### DIRECTIVE:
Write out again the lines of the listing between the line holding "white house, as pixel coordinates." and the line holding "(1037, 722)", inclusive, with the requests unchanged and every coordinate in the answers multiplied by 0.5 and rounded to a whole number, halves rounded up. Give only those lines.

### INPUT RECORDS:
..............................

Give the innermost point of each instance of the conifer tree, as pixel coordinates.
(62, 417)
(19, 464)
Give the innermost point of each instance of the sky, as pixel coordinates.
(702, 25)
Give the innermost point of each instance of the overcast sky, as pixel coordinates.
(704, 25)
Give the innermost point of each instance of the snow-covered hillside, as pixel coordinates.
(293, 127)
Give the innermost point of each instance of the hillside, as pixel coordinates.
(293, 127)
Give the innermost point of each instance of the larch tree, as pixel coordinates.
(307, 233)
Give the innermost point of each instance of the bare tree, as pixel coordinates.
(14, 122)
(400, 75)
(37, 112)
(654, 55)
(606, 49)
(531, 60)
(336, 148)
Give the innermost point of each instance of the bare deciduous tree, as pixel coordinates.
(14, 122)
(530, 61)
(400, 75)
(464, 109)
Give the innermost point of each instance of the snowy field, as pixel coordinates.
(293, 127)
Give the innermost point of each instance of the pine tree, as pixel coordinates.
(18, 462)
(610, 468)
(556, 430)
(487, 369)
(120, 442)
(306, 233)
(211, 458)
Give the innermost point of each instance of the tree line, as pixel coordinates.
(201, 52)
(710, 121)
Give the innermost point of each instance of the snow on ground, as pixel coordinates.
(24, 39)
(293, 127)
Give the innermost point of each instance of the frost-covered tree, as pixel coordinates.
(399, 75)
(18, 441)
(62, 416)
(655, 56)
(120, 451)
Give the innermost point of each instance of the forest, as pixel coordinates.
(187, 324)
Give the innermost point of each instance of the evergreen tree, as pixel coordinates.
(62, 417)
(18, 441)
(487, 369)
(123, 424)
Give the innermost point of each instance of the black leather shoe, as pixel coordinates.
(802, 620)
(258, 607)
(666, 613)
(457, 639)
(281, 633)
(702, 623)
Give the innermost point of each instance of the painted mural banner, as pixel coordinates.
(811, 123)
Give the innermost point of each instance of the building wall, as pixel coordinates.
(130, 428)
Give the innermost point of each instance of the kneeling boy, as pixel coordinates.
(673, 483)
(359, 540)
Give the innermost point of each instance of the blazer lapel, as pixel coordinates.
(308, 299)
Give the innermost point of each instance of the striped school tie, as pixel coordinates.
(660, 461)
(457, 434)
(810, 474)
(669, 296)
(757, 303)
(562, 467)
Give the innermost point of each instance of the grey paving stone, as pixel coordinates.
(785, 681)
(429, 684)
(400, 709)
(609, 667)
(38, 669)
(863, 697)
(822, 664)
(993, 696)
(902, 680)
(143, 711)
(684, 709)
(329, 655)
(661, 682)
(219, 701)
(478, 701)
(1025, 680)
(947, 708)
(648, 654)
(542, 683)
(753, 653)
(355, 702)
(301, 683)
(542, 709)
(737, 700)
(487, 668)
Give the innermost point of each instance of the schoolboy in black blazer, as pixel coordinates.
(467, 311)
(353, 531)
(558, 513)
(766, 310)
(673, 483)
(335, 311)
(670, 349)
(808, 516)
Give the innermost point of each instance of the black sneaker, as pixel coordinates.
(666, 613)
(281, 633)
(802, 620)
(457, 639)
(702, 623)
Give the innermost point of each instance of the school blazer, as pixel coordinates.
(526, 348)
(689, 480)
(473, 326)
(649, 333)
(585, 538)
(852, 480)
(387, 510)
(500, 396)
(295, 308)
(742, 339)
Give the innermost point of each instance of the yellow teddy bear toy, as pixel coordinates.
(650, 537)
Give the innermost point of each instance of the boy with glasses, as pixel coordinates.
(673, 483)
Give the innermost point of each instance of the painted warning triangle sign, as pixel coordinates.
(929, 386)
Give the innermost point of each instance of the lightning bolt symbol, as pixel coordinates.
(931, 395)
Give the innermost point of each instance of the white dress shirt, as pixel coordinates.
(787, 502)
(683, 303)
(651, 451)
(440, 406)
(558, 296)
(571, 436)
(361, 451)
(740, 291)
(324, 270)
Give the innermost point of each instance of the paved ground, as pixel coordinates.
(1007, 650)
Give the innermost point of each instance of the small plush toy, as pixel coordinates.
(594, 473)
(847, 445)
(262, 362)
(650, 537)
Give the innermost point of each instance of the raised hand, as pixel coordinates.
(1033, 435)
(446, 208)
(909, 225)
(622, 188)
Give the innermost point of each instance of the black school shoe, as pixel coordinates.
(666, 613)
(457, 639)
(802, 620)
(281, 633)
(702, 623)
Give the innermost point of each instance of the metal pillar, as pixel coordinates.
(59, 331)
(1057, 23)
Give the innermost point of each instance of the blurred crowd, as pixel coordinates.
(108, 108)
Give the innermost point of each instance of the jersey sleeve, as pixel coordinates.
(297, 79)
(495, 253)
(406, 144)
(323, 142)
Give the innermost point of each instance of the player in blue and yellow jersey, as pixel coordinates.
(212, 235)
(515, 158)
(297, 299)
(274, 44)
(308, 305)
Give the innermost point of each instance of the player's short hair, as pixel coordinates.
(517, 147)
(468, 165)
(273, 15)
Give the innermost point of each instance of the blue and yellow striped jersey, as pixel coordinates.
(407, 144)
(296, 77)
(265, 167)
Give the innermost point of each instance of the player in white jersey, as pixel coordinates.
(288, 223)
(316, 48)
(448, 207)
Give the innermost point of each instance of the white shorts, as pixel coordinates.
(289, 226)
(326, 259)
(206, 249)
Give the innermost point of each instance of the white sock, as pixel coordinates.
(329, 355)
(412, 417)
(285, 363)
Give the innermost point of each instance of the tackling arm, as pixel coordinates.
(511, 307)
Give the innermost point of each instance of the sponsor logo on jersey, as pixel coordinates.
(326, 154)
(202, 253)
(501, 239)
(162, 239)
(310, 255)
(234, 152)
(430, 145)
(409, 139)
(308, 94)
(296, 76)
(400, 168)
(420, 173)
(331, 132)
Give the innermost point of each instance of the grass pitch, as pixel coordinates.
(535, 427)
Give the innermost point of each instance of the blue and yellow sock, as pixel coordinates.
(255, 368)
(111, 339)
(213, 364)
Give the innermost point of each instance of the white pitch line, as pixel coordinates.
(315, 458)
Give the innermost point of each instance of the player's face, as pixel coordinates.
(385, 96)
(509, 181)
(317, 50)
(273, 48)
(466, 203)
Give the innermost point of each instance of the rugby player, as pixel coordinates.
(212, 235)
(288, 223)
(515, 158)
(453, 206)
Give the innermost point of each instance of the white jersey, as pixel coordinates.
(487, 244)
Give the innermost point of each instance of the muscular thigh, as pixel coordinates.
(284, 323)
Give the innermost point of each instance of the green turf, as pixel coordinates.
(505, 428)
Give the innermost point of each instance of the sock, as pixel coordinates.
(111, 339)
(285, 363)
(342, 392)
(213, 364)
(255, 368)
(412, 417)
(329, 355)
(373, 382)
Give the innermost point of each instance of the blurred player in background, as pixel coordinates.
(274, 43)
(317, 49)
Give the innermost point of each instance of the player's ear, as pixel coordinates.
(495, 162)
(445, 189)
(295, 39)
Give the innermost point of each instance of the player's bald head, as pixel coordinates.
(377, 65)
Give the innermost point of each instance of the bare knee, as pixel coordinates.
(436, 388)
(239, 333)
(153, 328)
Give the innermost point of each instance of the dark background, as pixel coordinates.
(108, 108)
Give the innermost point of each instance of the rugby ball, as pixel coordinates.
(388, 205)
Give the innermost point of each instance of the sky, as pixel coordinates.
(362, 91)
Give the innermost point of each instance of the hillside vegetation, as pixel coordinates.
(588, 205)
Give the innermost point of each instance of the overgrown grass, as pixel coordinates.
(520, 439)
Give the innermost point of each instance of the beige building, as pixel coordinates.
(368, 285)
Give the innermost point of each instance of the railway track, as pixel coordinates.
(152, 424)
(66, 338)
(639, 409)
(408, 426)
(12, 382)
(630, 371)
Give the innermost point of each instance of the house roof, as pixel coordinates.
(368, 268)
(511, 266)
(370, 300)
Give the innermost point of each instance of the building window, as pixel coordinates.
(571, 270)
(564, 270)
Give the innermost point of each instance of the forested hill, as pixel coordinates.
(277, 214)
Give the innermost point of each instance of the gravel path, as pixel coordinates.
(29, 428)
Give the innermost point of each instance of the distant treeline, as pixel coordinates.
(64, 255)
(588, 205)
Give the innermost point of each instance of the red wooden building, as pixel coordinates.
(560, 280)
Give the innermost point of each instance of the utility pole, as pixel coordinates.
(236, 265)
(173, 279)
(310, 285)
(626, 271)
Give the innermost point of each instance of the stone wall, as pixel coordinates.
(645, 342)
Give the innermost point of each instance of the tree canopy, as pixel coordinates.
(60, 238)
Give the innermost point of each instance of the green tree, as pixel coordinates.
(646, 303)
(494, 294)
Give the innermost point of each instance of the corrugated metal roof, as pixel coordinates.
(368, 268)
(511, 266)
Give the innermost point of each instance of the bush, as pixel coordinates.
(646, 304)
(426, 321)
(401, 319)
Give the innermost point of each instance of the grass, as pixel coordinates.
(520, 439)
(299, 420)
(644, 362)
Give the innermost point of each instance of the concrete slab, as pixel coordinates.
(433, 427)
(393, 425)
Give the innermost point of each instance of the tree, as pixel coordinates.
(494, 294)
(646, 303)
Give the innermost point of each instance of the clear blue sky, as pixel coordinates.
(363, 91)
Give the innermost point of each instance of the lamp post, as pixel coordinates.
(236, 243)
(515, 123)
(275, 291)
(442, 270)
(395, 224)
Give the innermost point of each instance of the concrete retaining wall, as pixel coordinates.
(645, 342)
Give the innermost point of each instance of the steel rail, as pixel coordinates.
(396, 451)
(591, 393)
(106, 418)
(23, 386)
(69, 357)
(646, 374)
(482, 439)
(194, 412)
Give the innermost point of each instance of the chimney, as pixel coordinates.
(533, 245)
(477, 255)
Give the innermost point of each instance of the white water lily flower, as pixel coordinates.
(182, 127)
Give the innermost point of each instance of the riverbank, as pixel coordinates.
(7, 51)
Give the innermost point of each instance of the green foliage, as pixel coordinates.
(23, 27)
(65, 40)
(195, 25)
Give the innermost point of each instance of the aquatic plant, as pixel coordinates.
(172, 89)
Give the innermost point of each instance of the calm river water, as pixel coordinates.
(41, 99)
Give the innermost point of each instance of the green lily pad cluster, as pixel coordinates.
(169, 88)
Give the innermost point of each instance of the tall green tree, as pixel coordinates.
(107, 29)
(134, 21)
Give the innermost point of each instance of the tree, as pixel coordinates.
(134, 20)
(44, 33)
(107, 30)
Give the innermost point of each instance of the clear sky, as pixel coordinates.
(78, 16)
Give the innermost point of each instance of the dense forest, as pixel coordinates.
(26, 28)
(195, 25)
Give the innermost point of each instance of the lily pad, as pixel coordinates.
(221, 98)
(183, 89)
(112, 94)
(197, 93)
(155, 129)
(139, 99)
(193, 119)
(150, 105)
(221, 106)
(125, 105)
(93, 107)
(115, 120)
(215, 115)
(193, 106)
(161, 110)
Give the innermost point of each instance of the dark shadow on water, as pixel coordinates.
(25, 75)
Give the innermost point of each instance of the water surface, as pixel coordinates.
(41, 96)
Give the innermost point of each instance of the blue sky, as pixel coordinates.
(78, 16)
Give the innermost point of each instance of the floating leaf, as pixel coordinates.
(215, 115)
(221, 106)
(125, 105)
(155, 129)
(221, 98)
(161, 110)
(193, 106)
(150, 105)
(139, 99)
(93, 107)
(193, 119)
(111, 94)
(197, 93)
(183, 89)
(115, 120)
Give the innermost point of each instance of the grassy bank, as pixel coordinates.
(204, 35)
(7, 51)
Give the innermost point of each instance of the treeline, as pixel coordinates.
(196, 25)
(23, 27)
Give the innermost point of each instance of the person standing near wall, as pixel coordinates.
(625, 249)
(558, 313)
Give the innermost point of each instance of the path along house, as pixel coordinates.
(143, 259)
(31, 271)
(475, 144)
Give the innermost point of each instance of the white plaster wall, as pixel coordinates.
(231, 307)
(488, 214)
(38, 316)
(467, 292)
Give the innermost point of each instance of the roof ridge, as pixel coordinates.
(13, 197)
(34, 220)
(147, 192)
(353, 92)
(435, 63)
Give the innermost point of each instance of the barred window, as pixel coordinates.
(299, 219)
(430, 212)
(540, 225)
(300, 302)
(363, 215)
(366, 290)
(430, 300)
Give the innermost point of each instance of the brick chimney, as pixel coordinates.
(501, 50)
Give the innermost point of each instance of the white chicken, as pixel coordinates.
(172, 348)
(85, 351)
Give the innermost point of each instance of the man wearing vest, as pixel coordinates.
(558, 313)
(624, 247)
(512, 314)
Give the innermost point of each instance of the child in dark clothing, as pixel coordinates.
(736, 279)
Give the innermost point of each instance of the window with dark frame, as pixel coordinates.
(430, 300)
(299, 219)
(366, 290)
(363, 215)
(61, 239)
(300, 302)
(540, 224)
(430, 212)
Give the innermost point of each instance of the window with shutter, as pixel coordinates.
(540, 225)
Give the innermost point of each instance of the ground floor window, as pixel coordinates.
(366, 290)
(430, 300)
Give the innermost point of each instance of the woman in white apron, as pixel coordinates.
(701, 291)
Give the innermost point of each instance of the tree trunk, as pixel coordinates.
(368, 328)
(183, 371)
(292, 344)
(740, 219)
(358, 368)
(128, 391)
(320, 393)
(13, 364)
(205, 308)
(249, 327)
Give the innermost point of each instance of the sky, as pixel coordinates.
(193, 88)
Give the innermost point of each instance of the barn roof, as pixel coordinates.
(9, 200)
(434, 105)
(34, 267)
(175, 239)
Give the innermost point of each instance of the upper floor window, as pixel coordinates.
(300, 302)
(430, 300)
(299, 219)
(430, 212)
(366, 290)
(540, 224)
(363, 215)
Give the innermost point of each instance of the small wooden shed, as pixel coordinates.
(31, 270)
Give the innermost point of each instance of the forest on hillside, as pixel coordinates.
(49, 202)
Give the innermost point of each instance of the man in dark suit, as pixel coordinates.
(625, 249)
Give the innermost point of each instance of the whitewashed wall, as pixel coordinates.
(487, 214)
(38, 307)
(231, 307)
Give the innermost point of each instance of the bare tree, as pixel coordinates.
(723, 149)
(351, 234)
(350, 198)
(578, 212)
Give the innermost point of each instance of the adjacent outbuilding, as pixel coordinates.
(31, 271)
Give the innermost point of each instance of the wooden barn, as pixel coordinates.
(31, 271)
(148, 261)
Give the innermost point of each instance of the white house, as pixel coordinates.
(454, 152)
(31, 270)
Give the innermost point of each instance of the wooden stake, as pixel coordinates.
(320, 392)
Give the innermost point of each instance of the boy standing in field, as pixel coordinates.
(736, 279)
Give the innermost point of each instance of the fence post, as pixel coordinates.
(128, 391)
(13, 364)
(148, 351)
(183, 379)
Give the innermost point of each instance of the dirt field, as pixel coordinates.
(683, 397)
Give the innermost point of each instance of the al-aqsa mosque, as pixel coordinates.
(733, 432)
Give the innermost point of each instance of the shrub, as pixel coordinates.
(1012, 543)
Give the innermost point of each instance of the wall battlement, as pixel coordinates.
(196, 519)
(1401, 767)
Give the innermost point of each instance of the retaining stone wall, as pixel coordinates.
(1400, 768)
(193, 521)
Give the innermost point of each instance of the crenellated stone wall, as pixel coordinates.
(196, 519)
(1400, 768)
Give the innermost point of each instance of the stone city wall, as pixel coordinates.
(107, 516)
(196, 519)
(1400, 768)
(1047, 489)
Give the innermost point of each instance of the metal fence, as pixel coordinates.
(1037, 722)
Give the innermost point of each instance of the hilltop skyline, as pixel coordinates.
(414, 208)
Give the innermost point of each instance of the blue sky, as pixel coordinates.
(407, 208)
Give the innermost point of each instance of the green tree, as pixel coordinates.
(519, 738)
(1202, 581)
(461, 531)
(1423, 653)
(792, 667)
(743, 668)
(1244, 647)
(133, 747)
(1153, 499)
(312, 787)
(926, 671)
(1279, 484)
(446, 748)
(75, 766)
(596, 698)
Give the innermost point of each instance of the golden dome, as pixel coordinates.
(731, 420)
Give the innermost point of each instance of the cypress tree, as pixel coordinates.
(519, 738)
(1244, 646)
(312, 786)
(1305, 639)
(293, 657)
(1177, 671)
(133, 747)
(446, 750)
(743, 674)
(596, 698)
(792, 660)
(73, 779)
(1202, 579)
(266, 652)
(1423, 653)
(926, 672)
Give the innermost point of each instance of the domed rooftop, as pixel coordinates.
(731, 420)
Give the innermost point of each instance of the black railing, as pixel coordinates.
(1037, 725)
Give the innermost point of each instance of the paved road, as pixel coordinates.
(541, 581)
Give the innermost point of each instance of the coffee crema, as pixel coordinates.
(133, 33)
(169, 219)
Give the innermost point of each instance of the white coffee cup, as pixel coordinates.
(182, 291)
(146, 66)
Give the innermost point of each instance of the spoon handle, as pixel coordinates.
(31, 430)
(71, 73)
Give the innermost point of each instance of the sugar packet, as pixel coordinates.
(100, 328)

..............................

### RESPONSE:
Give the innermost point of each instance of the white house, as pixel coordinates.
(227, 76)
(16, 135)
Give the innermost point of each instance of the wooden stake, as pixel coordinates.
(160, 196)
Give the innermost point of each instance of the boy standing in field, as pixel coordinates.
(368, 140)
Give the innermost point of each instance of the fence post, as pixel coordinates.
(64, 196)
(7, 182)
(74, 176)
(92, 190)
Give the innermost point of each instance of the dirt field, as pixel coordinates.
(342, 199)
Give the innermost point of each instance of the al-aqsa mosque, as pixel coordinates.
(367, 216)
Give the innermost point of each instance of the shrub, as pixel coordinates.
(506, 272)
Give the innermost point of each instance of the wall battlement, as pixel coordinates.
(98, 260)
(701, 384)
Give the innermost point of each instance of the retaining stone wall, as pixel coordinates.
(700, 384)
(97, 261)
Give the innermost point of each instance of the crenellated stone wall, as pixel coordinates.
(98, 260)
(700, 384)
Give the innermost point of each instance of the stone city wall, as pixel coordinates.
(54, 258)
(98, 260)
(700, 384)
(524, 245)
Give the innermost point of each instance of the metal fence, as pixel coordinates.
(519, 361)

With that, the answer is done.